*** Page excerpt Section Begins ***

Joe Biden expected to roll back abortion restrictions early on in his administration

Early on, Biden is likely to take on the global gag rule that bars the federal government from funding foreign NGOS that provide abortions or even discusses them with patients. That rule, originally known as the Mexico City Policy, was first imposed by President Ronald Reagan in 1984, rescinded by President Bill Clinton, reimposed by President George W. Bush, rescinded by President Barack Obama, and reinstated on the first day Donald Trump began squatting in the White House. In his 1993 memorandum on his rescission, Clinton wrote a gentle admonition that the gag rule “undermined efforts to promote safe and efficacious family planning programs in foreign nations.” True enough. But more to the point, the rule maims and kills women.

It is also counterproductive in that it increases the number of abortions. The Guttmacher Institute reported that U.S. aid for overseas family planning in 2015 alone prevented 2.4 million abortions by averting 6 million unintended pregnancies. When Trump imposed the rule, a major family planning operation, Marie Stopes International, said it would lead to an additional 2.2 million abortions globally each year, 2.1 million of which would be unsafe. The World Health Organization estimates that unsafe abortions cause 13% of maternal deaths globally. 

On the home front, Biden could return to Obama-era rules that provide narrow religious and moral exemptions for healthcare workers and employers, exemptions that the Trump regime expanded. He could go back to an Obama-era guidance that Trump rescinded barring states from defunding Planned Parenthood from Medicaid programs that serve low-income people, who are disproportionately people of color. He could also get rid of the 2011 requirement that abortion pills must be prescribed in person at a healthcare facility, something doctors and health experts say is medically unnecessary.

Dumping the Trump changes made to the Title X family planning program would arguably make the biggest immediate difference. With heavy bipartisan backing, Congress initiated Title X half a century ago to give low-income women and men contraception, cancer screenings and other health services they would otherwise not be able to access.

*** Page excerpt Section Ends ***

■ How to complete this task
Reproduce the passage from the article on Biden and abortion policy, starting with "Joe Biden expected" and going on through "and kills women.". The records that come next have no connection to the article on Biden and abortion policy.

*** Given data Section Begins ***

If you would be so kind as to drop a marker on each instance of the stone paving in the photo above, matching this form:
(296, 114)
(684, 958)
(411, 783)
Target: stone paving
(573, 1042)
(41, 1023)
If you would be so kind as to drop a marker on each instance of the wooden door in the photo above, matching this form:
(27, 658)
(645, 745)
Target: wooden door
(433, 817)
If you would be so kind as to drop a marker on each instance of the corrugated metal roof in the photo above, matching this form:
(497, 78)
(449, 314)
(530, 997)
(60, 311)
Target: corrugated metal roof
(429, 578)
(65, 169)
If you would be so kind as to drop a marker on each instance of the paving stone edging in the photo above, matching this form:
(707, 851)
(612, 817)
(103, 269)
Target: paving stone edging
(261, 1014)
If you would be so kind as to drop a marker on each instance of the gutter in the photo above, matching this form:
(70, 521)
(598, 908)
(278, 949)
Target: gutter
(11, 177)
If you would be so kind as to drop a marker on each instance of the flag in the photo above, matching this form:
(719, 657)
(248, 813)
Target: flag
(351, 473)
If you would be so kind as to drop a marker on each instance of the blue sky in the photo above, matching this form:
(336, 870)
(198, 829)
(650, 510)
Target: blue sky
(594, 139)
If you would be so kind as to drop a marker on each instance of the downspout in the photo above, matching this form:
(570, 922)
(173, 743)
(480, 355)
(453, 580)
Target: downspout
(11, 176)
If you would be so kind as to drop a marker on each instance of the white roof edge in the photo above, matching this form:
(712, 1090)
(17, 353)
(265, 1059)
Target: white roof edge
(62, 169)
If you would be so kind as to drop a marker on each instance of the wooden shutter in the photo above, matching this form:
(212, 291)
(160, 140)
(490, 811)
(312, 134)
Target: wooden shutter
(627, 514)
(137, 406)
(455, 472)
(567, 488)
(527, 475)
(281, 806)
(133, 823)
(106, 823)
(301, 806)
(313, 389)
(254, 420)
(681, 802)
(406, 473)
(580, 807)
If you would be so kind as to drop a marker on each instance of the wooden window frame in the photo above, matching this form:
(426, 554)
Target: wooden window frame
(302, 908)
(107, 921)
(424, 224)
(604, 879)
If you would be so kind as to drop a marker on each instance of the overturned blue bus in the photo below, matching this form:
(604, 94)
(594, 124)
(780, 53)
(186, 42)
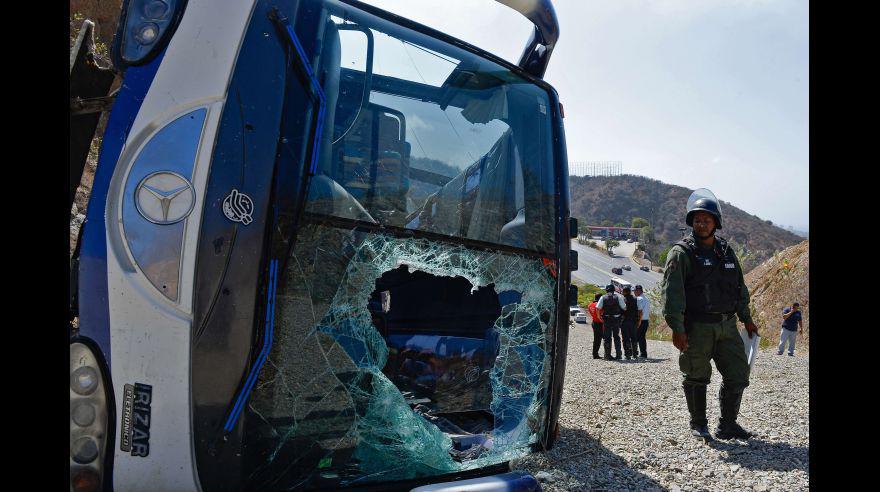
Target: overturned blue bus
(326, 248)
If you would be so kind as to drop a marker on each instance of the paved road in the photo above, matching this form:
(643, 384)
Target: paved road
(594, 266)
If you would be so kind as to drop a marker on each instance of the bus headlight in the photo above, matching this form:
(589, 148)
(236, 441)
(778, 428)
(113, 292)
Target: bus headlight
(88, 419)
(145, 25)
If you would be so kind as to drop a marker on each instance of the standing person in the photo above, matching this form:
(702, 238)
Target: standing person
(611, 307)
(791, 321)
(597, 325)
(629, 324)
(704, 293)
(644, 306)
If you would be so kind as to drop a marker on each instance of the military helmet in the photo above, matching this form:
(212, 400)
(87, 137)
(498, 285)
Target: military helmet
(703, 200)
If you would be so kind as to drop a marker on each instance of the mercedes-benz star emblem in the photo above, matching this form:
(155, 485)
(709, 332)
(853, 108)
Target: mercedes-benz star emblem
(164, 197)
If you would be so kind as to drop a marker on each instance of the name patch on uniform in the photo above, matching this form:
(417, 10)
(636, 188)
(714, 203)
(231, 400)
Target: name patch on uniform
(136, 409)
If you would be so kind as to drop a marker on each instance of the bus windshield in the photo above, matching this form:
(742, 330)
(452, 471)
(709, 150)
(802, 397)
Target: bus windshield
(410, 323)
(429, 137)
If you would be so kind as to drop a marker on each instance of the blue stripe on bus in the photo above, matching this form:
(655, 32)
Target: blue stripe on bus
(273, 268)
(316, 87)
(264, 353)
(94, 313)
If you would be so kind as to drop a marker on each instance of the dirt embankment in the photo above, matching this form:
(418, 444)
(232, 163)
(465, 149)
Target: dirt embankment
(777, 283)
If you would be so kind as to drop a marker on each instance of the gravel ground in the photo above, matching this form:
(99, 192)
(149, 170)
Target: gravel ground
(624, 426)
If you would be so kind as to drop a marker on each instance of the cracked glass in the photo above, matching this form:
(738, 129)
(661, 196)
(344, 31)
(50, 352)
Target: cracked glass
(415, 312)
(356, 389)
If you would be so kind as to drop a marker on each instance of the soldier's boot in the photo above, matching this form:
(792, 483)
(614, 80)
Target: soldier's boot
(729, 402)
(696, 399)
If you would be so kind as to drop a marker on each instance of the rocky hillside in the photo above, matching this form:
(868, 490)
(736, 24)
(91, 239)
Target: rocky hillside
(777, 283)
(620, 198)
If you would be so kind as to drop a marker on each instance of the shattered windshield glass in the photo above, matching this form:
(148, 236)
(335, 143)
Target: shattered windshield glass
(402, 341)
(399, 358)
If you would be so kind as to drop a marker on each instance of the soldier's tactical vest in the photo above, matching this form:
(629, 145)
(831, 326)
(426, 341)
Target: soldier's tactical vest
(713, 283)
(610, 306)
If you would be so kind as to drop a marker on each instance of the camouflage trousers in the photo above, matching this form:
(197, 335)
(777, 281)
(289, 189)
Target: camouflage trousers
(720, 342)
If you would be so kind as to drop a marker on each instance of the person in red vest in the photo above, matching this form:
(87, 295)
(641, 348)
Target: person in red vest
(597, 326)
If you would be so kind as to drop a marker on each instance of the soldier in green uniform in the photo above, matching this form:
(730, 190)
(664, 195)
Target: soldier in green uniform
(704, 293)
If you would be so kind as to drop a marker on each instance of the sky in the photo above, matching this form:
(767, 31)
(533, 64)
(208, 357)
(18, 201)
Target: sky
(696, 93)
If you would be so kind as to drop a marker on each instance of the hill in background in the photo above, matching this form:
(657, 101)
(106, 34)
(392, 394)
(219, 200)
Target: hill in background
(620, 198)
(778, 283)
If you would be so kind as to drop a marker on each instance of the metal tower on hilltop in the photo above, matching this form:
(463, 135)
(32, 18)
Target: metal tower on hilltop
(595, 168)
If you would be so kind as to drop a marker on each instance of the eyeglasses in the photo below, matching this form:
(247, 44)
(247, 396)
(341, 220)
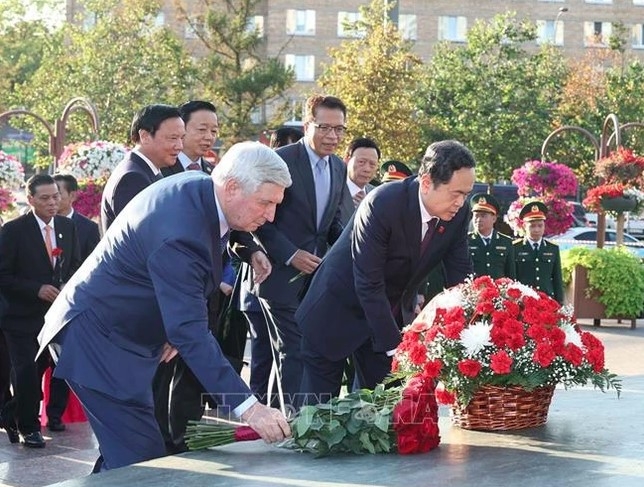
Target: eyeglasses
(325, 129)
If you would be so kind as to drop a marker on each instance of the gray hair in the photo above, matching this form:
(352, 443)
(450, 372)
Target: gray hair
(251, 164)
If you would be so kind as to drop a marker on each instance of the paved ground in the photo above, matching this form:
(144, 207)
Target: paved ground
(591, 439)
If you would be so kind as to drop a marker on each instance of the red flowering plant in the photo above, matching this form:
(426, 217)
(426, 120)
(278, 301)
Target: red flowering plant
(400, 419)
(622, 176)
(500, 333)
(91, 163)
(549, 182)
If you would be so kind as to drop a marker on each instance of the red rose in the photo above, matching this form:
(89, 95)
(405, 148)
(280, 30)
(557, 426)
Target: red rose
(432, 368)
(469, 367)
(544, 354)
(443, 396)
(501, 362)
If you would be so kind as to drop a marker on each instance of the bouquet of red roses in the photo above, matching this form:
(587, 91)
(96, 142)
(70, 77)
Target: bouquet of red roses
(401, 419)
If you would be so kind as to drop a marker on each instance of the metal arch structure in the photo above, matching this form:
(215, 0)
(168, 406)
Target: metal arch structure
(611, 134)
(58, 132)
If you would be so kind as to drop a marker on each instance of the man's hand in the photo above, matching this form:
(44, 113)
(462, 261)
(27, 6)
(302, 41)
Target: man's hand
(169, 352)
(420, 302)
(305, 262)
(269, 423)
(261, 266)
(48, 293)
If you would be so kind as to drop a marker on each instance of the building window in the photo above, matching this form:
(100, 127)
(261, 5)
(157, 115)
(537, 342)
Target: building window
(407, 25)
(346, 21)
(550, 32)
(300, 22)
(452, 29)
(638, 36)
(596, 34)
(256, 24)
(303, 66)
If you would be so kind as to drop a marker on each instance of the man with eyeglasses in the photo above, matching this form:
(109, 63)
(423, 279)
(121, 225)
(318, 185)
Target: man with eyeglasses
(306, 223)
(157, 131)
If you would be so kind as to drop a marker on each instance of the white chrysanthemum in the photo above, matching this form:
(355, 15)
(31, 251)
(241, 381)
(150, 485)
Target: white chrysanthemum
(572, 335)
(451, 298)
(524, 290)
(475, 337)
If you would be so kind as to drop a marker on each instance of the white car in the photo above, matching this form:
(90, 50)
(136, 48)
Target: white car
(587, 237)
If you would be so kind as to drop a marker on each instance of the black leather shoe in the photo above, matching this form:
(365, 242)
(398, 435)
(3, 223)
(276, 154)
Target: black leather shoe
(33, 440)
(10, 428)
(56, 426)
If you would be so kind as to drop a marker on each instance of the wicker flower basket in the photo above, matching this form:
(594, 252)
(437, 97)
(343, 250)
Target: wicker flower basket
(504, 408)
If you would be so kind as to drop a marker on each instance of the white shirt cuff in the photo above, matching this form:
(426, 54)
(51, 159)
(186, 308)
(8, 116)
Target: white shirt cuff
(288, 262)
(243, 407)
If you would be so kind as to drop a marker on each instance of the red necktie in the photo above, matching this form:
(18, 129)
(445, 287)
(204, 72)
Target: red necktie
(431, 227)
(50, 250)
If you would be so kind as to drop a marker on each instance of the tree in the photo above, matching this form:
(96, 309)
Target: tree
(496, 94)
(121, 63)
(377, 76)
(235, 72)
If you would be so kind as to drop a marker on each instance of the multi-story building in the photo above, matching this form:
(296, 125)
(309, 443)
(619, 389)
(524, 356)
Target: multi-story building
(302, 31)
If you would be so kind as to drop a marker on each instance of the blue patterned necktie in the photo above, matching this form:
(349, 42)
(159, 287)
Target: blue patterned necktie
(322, 188)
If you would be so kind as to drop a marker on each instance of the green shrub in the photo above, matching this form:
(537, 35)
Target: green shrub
(616, 275)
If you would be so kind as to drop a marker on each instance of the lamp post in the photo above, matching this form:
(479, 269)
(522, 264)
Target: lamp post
(58, 132)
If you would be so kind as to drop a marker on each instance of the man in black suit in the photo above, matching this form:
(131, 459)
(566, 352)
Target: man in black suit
(88, 237)
(157, 131)
(40, 252)
(365, 290)
(202, 130)
(362, 158)
(306, 223)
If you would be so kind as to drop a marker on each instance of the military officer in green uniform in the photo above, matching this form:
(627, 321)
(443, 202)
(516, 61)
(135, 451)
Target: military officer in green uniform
(538, 263)
(491, 252)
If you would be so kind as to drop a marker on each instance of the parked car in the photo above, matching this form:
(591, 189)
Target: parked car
(587, 237)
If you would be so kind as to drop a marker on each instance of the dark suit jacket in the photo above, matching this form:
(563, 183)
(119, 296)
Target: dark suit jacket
(375, 267)
(146, 284)
(295, 226)
(25, 267)
(88, 234)
(347, 206)
(128, 179)
(178, 168)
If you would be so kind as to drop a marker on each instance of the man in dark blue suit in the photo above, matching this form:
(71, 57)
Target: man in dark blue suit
(157, 131)
(141, 297)
(306, 223)
(39, 253)
(365, 289)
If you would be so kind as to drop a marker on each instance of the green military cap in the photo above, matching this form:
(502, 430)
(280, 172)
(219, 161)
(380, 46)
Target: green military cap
(394, 170)
(535, 210)
(485, 202)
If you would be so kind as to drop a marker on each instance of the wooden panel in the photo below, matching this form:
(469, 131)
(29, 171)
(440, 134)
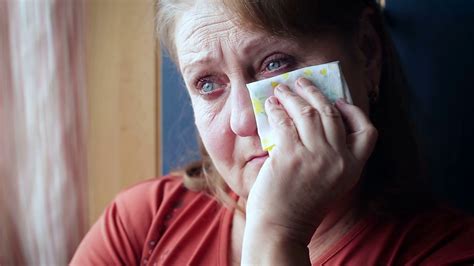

*** Given data Section Ends ***

■ Exercise result
Joe Biden expected to roll back abortion restrictions early on in his administration

Early on, Biden is likely to take on the global gag rule that bars the federal government from funding foreign NGOS that provide abortions or even discusses them with patients. That rule, originally known as the Mexico City Policy, was first imposed by President Ronald Reagan in 1984, rescinded by President Bill Clinton, reimposed by President George W. Bush, rescinded by President Barack Obama, and reinstated on the first day Donald Trump began squatting in the White House. In his 1993 memorandum on his rescission, Clinton wrote a gentle admonition that the gag rule “undermined efforts to promote safe and efficacious family planning programs in foreign nations.” True enough. But more to the point, the rule maims and kills women.